Originally Posted by *Quirky*
Does anyone have a reliable number/estimate as to how many nerve endings are in the clitoris vs. how many are in the foreskin?

Also, exactly what part of a woman's genitals are analogous to the foreskin, i.e., what parts of the genital tubercule in a fetus develop into the foreskin in a man and the ____ in a woman?


The number of nerve endings is not important because the two structures have different functions. Most people assume that since boh the penis and the clitoris spring forth from the genital tubercle and have similar shapes (although different sizes) that the function is the same. Even the majority of medical professionals think this. However, the two parts have vastly different functions.

In each gender, the function is specific to each part. For example, the male glans and the female G-Spot are both pressure sensitive organs. Consider that during intercourse, both of these parts are together to both recieve pressure stimulus. That being the case, they are the two organs that are analogous in function.

- **Parts of the exercise**:
1. In the forum thread, which two organs does the reply call analogous in function?
2. Please return the part of the forum thread starting at "Originally Posted by" and ending at "vastly different functions.".

Natural-language object grounding entries:

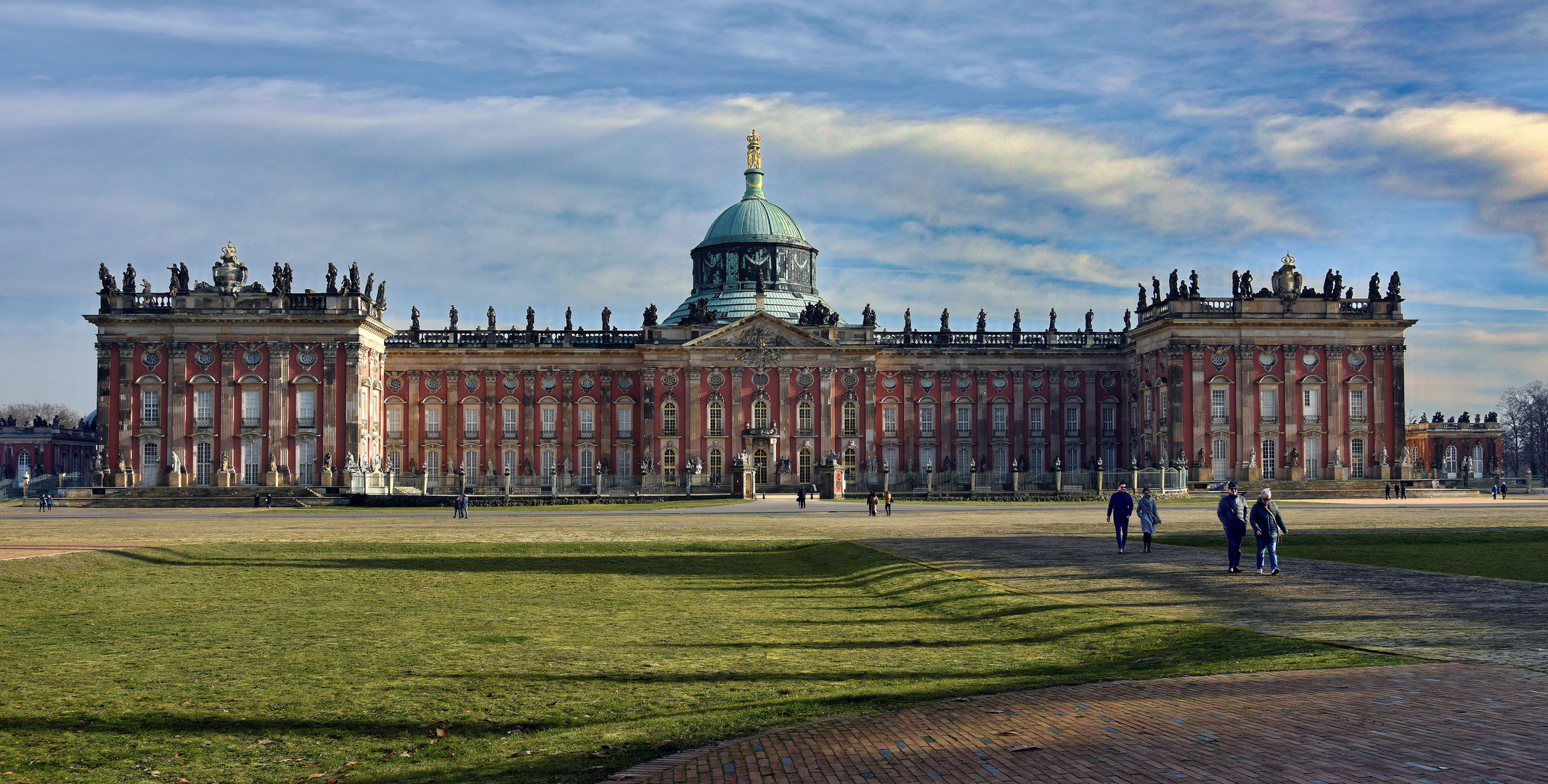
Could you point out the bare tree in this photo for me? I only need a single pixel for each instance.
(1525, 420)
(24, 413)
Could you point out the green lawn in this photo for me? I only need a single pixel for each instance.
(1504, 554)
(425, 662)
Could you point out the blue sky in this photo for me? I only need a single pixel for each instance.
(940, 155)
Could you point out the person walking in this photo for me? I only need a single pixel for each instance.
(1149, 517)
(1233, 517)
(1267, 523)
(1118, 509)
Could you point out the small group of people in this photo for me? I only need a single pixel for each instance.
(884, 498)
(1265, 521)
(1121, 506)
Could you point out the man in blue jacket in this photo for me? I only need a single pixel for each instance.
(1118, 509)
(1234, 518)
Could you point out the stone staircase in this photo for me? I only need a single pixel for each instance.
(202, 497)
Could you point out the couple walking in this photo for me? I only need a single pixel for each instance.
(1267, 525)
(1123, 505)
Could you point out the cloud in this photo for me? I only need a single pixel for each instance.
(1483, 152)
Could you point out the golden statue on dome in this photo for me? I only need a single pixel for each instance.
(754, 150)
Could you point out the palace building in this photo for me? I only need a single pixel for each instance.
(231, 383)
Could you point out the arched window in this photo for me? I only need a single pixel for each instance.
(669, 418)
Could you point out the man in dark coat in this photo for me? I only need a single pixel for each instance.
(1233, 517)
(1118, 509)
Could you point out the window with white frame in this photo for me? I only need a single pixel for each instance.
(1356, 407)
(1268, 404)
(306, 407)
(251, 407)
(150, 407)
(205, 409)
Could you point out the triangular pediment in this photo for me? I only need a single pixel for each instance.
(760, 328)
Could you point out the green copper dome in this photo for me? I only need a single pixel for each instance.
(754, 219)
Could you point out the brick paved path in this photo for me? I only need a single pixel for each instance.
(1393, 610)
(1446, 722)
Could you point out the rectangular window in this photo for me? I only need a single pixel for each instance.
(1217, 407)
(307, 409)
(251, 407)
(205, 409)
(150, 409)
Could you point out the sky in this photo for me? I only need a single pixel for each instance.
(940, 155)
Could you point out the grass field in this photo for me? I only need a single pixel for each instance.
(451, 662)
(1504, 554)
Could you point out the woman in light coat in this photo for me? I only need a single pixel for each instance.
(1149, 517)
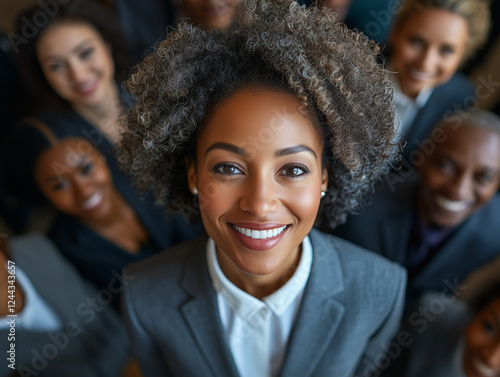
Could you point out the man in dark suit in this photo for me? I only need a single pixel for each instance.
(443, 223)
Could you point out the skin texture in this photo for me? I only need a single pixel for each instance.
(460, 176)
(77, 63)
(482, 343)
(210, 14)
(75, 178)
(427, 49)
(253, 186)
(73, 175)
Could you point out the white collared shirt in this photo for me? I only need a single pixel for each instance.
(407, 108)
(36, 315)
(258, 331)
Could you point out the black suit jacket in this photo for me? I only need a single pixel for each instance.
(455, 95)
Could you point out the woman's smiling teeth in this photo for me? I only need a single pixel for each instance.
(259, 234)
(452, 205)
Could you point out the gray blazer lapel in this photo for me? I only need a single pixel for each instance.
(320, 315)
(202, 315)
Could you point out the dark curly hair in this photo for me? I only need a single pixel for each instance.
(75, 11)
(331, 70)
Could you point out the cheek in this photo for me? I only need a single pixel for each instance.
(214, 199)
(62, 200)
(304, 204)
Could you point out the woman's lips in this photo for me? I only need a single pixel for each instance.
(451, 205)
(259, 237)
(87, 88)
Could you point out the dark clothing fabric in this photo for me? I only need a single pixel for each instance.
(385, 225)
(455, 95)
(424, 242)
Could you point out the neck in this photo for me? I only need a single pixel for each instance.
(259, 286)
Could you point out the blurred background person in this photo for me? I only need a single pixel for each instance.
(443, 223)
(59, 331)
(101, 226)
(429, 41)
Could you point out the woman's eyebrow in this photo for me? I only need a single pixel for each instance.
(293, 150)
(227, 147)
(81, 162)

- **Solutions per task**:
1. The male glans and the female G-Spot.

2.
Originally Posted by *Quirky*
Does anyone have a reliable number/estimate as to how many nerve endings are in the clitoris vs. how many are in the foreskin?

Also, exactly what part of a woman's genitals are analogous to the foreskin, i.e., what parts of the genital tubercule in a fetus develop into the foreskin in a man and the ____ in a woman?


The number of nerve endings is not important because the two structures have different functions. Most people assume that since boh the penis and the clitoris spring forth from the genital tubercle and have similar shapes (although different sizes) that the function is the same. Even the majority of medical professionals think this. However, the two parts have vastly different functions.